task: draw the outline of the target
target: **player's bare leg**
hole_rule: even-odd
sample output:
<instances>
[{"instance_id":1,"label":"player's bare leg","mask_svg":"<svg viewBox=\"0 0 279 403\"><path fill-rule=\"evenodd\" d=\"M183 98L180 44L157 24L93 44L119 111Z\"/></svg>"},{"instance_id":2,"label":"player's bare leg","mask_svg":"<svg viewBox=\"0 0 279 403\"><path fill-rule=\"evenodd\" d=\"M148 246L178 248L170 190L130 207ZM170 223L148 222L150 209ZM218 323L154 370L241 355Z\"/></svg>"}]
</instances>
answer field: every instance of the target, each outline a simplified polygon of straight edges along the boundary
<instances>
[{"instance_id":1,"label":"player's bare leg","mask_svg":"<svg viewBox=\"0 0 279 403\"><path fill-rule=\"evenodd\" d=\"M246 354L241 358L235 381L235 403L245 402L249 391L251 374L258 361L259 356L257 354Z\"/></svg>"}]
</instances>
* * *
Word for word, copy out the entries.

task: draw the outline of the target
target: **player's bare leg**
hole_rule: even-odd
sample output:
<instances>
[{"instance_id":1,"label":"player's bare leg","mask_svg":"<svg viewBox=\"0 0 279 403\"><path fill-rule=\"evenodd\" d=\"M183 98L180 44L157 24L93 44L119 111Z\"/></svg>"},{"instance_id":2,"label":"player's bare leg","mask_svg":"<svg viewBox=\"0 0 279 403\"><path fill-rule=\"evenodd\" d=\"M148 246L178 248L170 190L130 207ZM170 223L148 222L150 209ZM218 323L154 370L241 355Z\"/></svg>"}]
</instances>
answer field: every instance of the target, each outline a simplified polygon of straight edges along the boundary
<instances>
[{"instance_id":1,"label":"player's bare leg","mask_svg":"<svg viewBox=\"0 0 279 403\"><path fill-rule=\"evenodd\" d=\"M246 354L241 358L235 381L235 403L245 402L249 391L251 374L258 361L259 356L257 354Z\"/></svg>"}]
</instances>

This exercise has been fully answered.